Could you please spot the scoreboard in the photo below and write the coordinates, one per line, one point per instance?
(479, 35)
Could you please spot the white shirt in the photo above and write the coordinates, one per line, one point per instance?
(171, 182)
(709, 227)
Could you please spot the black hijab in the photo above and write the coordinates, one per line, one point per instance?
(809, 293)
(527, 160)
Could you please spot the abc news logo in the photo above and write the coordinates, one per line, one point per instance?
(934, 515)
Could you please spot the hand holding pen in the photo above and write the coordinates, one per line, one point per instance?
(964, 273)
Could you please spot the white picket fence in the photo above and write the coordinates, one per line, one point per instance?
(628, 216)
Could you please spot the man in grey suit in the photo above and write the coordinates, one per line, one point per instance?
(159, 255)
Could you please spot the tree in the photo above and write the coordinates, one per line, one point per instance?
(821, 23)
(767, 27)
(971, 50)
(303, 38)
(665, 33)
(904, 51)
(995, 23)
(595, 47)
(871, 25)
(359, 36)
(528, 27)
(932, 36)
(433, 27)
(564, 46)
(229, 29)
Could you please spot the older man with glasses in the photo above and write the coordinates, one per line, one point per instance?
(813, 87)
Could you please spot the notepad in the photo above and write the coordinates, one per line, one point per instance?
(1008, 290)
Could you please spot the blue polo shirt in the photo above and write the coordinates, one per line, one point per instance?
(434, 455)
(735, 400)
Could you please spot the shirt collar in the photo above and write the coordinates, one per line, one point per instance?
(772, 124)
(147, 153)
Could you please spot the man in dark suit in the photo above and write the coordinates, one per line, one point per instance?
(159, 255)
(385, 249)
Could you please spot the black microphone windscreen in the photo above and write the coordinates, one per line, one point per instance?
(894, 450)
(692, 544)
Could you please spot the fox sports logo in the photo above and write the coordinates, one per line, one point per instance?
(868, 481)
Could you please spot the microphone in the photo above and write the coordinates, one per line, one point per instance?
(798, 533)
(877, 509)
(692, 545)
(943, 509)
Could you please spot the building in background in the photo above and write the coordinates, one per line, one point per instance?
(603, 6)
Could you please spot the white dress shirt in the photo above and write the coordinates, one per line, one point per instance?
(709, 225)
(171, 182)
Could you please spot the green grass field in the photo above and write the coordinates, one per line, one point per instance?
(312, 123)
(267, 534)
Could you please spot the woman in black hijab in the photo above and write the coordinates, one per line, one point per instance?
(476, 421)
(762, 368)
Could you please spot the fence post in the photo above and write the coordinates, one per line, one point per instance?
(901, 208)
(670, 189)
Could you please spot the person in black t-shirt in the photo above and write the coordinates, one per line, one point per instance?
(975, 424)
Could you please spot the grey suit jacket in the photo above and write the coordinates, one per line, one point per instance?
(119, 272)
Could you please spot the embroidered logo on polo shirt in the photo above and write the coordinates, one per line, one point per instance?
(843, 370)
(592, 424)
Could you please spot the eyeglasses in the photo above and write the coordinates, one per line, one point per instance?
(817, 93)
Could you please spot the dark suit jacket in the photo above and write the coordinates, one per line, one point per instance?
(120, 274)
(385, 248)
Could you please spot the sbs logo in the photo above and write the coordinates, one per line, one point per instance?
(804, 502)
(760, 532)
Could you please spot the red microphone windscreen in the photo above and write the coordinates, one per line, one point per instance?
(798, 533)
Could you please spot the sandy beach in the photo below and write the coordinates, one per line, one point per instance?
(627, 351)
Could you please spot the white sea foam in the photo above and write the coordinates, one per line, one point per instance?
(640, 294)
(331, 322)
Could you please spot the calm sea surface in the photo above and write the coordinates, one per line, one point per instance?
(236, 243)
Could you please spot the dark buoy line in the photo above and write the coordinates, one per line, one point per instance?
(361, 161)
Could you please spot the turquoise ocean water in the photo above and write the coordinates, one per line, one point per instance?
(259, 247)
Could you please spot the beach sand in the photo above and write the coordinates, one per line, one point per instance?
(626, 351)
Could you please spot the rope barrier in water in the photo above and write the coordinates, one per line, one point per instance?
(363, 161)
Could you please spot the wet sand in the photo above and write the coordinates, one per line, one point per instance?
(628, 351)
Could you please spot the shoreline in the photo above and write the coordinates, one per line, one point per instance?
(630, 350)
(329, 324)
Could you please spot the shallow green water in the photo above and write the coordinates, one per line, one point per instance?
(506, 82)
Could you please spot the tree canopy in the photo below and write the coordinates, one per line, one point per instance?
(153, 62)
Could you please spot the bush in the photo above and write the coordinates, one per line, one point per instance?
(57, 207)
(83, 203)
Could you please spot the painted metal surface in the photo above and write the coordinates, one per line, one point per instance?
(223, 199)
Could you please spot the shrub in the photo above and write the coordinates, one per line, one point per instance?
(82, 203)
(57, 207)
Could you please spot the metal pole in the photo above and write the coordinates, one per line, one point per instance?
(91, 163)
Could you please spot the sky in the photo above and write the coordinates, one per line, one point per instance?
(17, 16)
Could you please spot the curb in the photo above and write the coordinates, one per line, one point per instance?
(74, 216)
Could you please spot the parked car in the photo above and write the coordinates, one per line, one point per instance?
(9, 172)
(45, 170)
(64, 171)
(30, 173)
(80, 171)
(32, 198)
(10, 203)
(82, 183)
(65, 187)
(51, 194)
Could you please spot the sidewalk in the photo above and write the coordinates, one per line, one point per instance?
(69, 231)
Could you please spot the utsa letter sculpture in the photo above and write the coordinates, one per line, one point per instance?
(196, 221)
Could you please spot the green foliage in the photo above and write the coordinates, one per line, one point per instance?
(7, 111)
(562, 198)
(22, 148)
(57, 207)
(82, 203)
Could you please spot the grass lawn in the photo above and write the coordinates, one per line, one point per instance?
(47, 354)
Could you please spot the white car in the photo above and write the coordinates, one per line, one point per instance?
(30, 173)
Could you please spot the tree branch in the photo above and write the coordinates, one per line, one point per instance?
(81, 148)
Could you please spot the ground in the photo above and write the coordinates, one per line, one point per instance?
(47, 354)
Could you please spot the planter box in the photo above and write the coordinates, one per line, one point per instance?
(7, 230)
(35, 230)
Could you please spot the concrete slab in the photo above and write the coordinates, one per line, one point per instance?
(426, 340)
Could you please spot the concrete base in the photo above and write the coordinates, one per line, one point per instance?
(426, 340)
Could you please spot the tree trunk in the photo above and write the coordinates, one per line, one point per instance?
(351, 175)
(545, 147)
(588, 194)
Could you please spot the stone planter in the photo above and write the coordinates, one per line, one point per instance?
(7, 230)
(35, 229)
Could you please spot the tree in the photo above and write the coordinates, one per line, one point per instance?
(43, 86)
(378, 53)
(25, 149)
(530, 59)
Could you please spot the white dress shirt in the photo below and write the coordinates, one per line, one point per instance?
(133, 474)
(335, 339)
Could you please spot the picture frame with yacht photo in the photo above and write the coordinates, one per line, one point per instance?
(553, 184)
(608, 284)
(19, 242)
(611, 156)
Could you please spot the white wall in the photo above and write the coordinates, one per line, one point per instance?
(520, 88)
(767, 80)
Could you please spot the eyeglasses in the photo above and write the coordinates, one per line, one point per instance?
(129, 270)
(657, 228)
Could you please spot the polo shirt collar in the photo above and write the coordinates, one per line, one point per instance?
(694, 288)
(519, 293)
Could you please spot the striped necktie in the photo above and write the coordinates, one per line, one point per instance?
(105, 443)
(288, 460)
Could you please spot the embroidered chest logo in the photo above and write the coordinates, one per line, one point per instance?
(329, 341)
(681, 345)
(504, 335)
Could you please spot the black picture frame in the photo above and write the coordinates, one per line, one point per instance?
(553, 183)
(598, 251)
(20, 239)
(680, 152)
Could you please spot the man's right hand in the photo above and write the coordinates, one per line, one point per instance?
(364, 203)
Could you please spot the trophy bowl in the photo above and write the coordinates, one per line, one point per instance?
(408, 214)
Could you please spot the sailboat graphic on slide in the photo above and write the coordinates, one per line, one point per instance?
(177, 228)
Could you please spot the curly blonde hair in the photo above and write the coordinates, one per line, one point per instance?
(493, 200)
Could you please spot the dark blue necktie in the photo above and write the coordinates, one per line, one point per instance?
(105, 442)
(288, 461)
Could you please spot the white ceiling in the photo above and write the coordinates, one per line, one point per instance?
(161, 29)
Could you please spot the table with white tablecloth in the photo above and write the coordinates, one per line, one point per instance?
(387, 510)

• [Required task]:
Write out once more the lines above beginning at the line with "Could you please spot the polo"; continue through the final line and stop there.

• [The result]:
Could you please spot the polo shirt collar in the photo above and write the coordinates, one per line, one point per instance?
(694, 288)
(519, 293)
Could you please spot the striped necktie in the photo above and write the coordinates, one per line, one point per instance?
(105, 443)
(288, 460)
Could you please spot the embroidered chest logo in the photo above and write the coordinates, one per line, one point per instance?
(329, 341)
(681, 345)
(504, 335)
Could you please spot the black picture frame in the photo above and write the coordinates, one per line, one point per instance?
(553, 183)
(598, 251)
(20, 239)
(680, 152)
Could you please spot the man's right hand in the photo above and write the coordinates, one per line, one point per instance?
(364, 203)
Could you please spot the trophy bowl in the photo above and write the coordinates, one per line, one point per instance?
(408, 214)
Could you please spot the sailboat graphic on slide in the photo above and write the coordinates, one per line, one point per instance?
(177, 228)
Could you please spot the curly blonde hair in the photo above and write the coordinates, one per line, one point per instance?
(493, 200)
Could you please spot the dark blue necktie in the photo above and write the coordinates, one per line, one point per instance?
(105, 442)
(288, 461)
Could you please spot the white ceiling in the photo above and write the coordinates, one per line, one point per instance?
(161, 29)
Could you please spot the table with white tablecloth in the photo above and write the coordinates, one per line, one point per instance?
(387, 510)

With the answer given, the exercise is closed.